--- Challenge ---
Can you pick up the article on DAOs and the sharing economy right after its final sentence and carry it on?

--- Document passage ---

┌──

DAOs can’t sell – Breaking the barrier of success

2023-09-04

Mikael Koskimaa CDO TX
Mikael Koskimaa
CDO at TX

Remember when Airbnb and Uber made sharing economy the hottest topic for start-ups? What started as individuals gaining more value for their assets has become a full-time job for many, distancing them from the original values that made them famous in the first place. Many Web3 enthusiast advocates that Decentralized Autonomous Organizations (DAOs) will make sharing economies great again. But it’s not happening for one simple reason: they are terrible at selling.

The sharing economy’s foundational principle is straightforward: You have people with assets that increase value when used by many. Airbnb allowed homeowners to monetize their spare rooms, while Uber made extra car seats a source of income. But as these platforms expanded, their user base professionalized, making them direct competitors to established sites like Booking.com and Hotels.com and local taxi companies. In turn, the platforms adopted a business model that maximizes the number of sale transactions and cut percentages from each sale.

And now we have Web3, which empowers individuals to own and share assets without an evil centralized entity coming in for a piece of your pie. A decentralized model could make a platform with lower prices or better profit returns for users. Even better, if homeowners and visitors become stakeholders in an “Airbnb DAO,” they could directly affect the decentralized platform’s development, user terms, and payment structures.

But DAOs alone aren’t going to drive that change.

└──

--- Collected data ---
┌──

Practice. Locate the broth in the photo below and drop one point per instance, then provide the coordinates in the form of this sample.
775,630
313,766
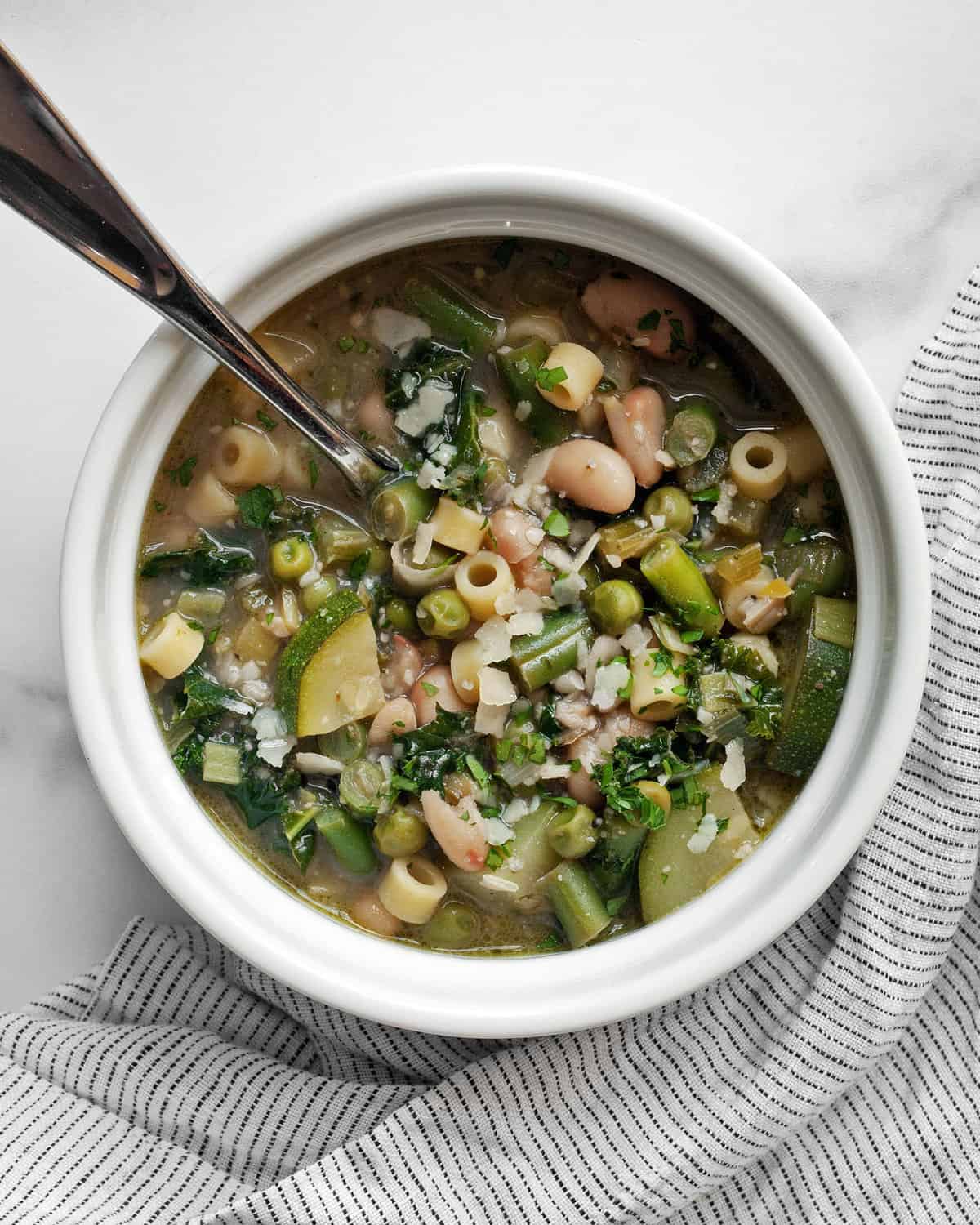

└──

--- Exercise output ---
The fundamental problems of DAOs

First of all, what many Web3 enthusiasts forget is that technology itself isn’t going to win the masses. You need a lot more than interoperable blockchains to compete against big players who pour money into customer acquisition, UX/UI design, customer service, and so on. There needs to be more than just being the best in Web3. You need to be the best in Web anything.

Worldwide interest in DAOs started growing in 2021. Source: Google Trends (July 24th, 2023)
Interest in DAOs peaked in 2021. Source: Google Trends (Worldwide, July 24th, 2023)

The democratized model of DAOs is both its strength and weakness. Several DAOs take a “design by committee” approach, which often ends up being ineffective and disappointing in true innovations. It’s like Henry Ford crowdsourcing ideas for faster transportation and receiving suggestions to make horses somehow faster than ever. You still need experienced professionals as leaders to make informed decisions. And recruiting those people can be hard when every major decision involves a rigorous process.

Some DAO governance models experiment with rotating leadership, autonomous subgroups, and transferring voting power to delegates or representatives. Even then, it’s hard to see that top talent would truly place the same commitment in the daily grind as start-up founders. Especially if the only guaranteed compensation involves speculating on token value.

The Hybrid Model – Let businesses handle demand for DAOs

DAOs are definitely part of the transition toward Web2.5 and the inevitable Web3 revolution, but they won’t do it alone. They have proven success in creating supply for their products, i.e., building protocols and networks and gathering data. However, they have yet to prove themselves in their demand, especially in highly competitive markets, which creates actual revenue and sustainability for their project.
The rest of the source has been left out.